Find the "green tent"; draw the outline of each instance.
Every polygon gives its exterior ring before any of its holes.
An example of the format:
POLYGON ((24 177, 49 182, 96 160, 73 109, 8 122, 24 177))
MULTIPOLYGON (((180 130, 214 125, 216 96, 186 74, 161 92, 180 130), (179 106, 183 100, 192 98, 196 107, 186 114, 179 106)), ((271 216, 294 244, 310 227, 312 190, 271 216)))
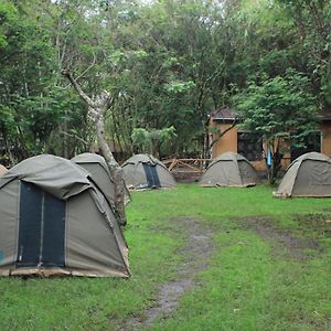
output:
MULTIPOLYGON (((109 204, 115 209, 115 184, 111 179, 106 160, 95 153, 82 153, 72 159, 73 162, 83 167, 90 173, 92 181, 104 193, 109 204)), ((130 201, 130 193, 125 185, 125 202, 130 201)), ((121 224, 124 225, 124 224, 121 224)))
POLYGON ((0 175, 3 175, 7 172, 8 172, 8 169, 6 167, 3 167, 2 164, 0 164, 0 175))
POLYGON ((331 196, 331 159, 306 153, 288 167, 275 196, 331 196))
POLYGON ((169 189, 177 185, 167 167, 152 156, 132 156, 121 167, 128 189, 169 189))
POLYGON ((0 275, 128 277, 128 248, 90 174, 43 154, 0 178, 0 275))
POLYGON ((254 186, 258 181, 249 161, 238 153, 226 152, 212 161, 200 180, 201 186, 254 186))

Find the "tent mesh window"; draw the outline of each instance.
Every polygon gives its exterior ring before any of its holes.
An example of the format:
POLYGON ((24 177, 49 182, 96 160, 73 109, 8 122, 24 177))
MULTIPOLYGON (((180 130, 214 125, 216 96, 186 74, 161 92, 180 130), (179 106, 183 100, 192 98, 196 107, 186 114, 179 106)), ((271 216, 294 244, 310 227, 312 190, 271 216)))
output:
POLYGON ((263 142, 259 135, 252 132, 238 132, 237 141, 238 153, 247 160, 256 161, 264 158, 263 142))

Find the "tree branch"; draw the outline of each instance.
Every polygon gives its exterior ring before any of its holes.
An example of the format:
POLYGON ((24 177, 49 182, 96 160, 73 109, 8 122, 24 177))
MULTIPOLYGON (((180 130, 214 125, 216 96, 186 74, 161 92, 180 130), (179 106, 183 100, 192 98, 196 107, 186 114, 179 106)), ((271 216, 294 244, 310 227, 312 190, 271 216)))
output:
POLYGON ((70 70, 62 71, 62 75, 65 76, 73 85, 73 87, 78 93, 79 97, 88 105, 90 108, 96 108, 95 103, 85 94, 85 92, 81 88, 77 81, 73 77, 70 70))

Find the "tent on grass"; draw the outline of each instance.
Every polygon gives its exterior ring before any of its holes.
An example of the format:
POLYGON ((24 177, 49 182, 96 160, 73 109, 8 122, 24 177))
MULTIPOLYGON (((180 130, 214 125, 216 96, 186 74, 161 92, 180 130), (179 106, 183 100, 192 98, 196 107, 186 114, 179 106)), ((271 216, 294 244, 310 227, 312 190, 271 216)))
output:
POLYGON ((274 196, 331 196, 331 159, 318 152, 297 158, 274 196))
POLYGON ((149 154, 136 154, 122 163, 122 173, 128 189, 175 188, 175 180, 167 167, 149 154))
POLYGON ((249 161, 235 152, 226 152, 212 161, 200 180, 201 186, 254 186, 258 181, 249 161))
POLYGON ((0 275, 128 277, 128 248, 89 173, 43 154, 0 178, 0 275))
MULTIPOLYGON (((90 173, 92 181, 104 193, 108 203, 114 207, 115 184, 111 179, 106 160, 95 153, 82 153, 72 159, 73 162, 83 167, 90 173)), ((125 202, 130 201, 130 193, 125 185, 125 202)))
POLYGON ((2 164, 0 164, 0 175, 3 175, 7 172, 8 172, 8 169, 6 167, 3 167, 2 164))

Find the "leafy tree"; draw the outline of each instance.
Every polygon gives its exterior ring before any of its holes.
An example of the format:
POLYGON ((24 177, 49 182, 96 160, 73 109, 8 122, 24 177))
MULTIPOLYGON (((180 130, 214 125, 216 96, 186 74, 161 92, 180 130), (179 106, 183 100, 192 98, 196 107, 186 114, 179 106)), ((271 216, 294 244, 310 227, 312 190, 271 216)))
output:
POLYGON ((135 128, 131 135, 136 151, 160 157, 161 147, 177 137, 174 127, 147 130, 135 128))
POLYGON ((305 138, 317 129, 316 98, 309 92, 309 78, 295 70, 270 78, 264 75, 259 82, 249 83, 247 90, 238 94, 234 103, 242 118, 242 126, 258 134, 271 153, 268 171, 274 184, 280 169, 282 148, 301 147, 305 138))

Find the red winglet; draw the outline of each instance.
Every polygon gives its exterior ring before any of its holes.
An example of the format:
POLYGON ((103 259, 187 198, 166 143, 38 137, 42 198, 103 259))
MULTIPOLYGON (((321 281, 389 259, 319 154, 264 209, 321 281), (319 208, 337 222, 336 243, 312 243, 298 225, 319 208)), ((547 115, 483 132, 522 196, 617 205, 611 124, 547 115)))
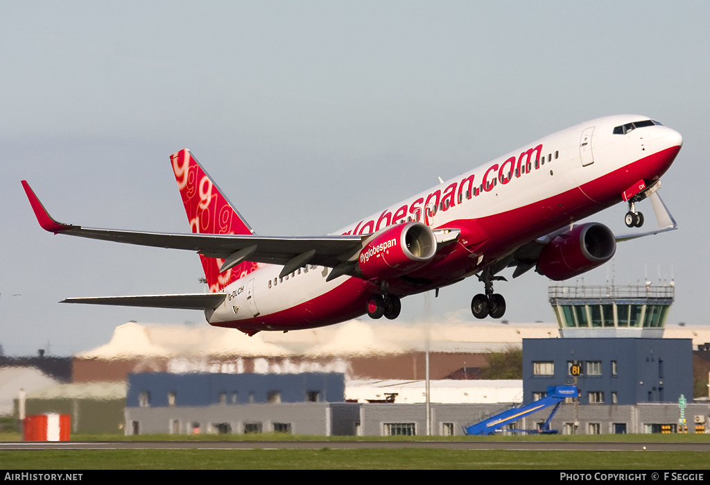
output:
POLYGON ((35 212, 35 216, 37 217, 37 222, 40 223, 42 229, 45 231, 53 232, 55 234, 58 232, 62 232, 62 231, 71 229, 71 226, 62 224, 61 222, 58 222, 52 219, 52 216, 49 214, 47 209, 44 208, 43 205, 42 205, 42 202, 40 202, 40 200, 37 198, 36 195, 35 195, 35 192, 33 192, 32 189, 30 187, 30 185, 27 183, 26 180, 22 181, 22 186, 25 189, 25 193, 27 194, 27 198, 30 200, 30 205, 32 206, 32 210, 35 212))

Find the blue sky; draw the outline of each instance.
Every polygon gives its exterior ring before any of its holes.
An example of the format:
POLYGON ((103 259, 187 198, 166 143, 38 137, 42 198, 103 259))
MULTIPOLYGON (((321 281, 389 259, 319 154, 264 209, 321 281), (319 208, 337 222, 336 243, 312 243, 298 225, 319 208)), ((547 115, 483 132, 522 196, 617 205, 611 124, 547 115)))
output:
MULTIPOLYGON (((200 292, 201 267, 45 233, 21 180, 62 222, 183 232, 168 156, 189 148, 258 233, 318 235, 621 113, 684 136, 660 192, 680 229, 620 245, 584 280, 673 278, 669 325, 704 324, 709 16, 706 1, 2 2, 0 345, 68 355, 129 320, 207 325, 199 312, 58 305, 200 292)), ((626 211, 594 219, 623 230, 626 211)), ((547 283, 496 285, 506 318, 552 321, 547 283)), ((470 315, 480 287, 442 289, 431 310, 470 315)), ((400 318, 423 305, 405 299, 400 318)))

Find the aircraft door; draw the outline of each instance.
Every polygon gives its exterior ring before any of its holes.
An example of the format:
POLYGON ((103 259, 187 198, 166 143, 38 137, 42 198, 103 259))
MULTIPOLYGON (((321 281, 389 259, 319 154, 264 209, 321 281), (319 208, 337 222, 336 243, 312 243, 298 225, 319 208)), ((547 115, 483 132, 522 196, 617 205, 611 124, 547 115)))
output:
POLYGON ((586 167, 594 163, 594 155, 591 151, 591 134, 594 127, 587 128, 581 133, 579 138, 579 156, 581 157, 581 166, 586 167))
POLYGON ((258 317, 259 310, 256 307, 256 302, 254 300, 254 278, 251 278, 246 283, 246 304, 249 307, 251 315, 258 317))

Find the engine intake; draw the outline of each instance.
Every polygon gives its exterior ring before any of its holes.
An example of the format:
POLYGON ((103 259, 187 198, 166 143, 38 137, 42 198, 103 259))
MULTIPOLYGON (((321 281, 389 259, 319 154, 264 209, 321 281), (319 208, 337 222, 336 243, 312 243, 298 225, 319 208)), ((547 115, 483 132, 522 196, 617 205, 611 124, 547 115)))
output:
POLYGON ((424 266, 436 252, 437 240, 428 226, 400 224, 373 234, 360 251, 358 269, 368 280, 396 278, 424 266))
POLYGON ((542 249, 537 271, 555 281, 567 280, 601 266, 616 251, 611 229, 599 222, 583 224, 557 236, 542 249))

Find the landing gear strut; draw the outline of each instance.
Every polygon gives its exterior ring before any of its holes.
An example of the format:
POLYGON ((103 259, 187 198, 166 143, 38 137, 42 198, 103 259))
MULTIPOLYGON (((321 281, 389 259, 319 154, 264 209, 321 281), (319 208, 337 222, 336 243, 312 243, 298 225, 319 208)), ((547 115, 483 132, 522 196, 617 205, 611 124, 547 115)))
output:
POLYGON ((628 201, 628 212, 624 217, 624 222, 628 227, 640 227, 643 225, 643 214, 636 212, 635 205, 628 201))
POLYGON ((505 280, 501 276, 493 276, 491 268, 484 271, 483 276, 479 276, 486 285, 486 294, 479 294, 471 300, 471 312, 476 318, 486 317, 501 318, 506 313, 506 299, 502 295, 493 293, 493 280, 505 280))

· · · ·

> Task prompt
Which lines in the entries above contain the string "draw", matching case exactly? Copy each of those lines in full.

> Solution to the exercise
Find the "green tent"; draw the outline of each instance.
Find the "tent mesh window"; draw the outline of each instance.
Find the "tree branch"; draw the outline of each instance.
Find the "tent on grass"; draw the outline of each instance.
Find the "leafy tree"; draw the outline of each instance.
Find the red winglet; draw the outline of each instance.
Find the blue sky; draw the outline of each instance.
Find the aircraft door; draw the outline of each instance.
Find the engine intake; draw the outline of each instance.
Find the landing gear strut; draw the outline of each instance.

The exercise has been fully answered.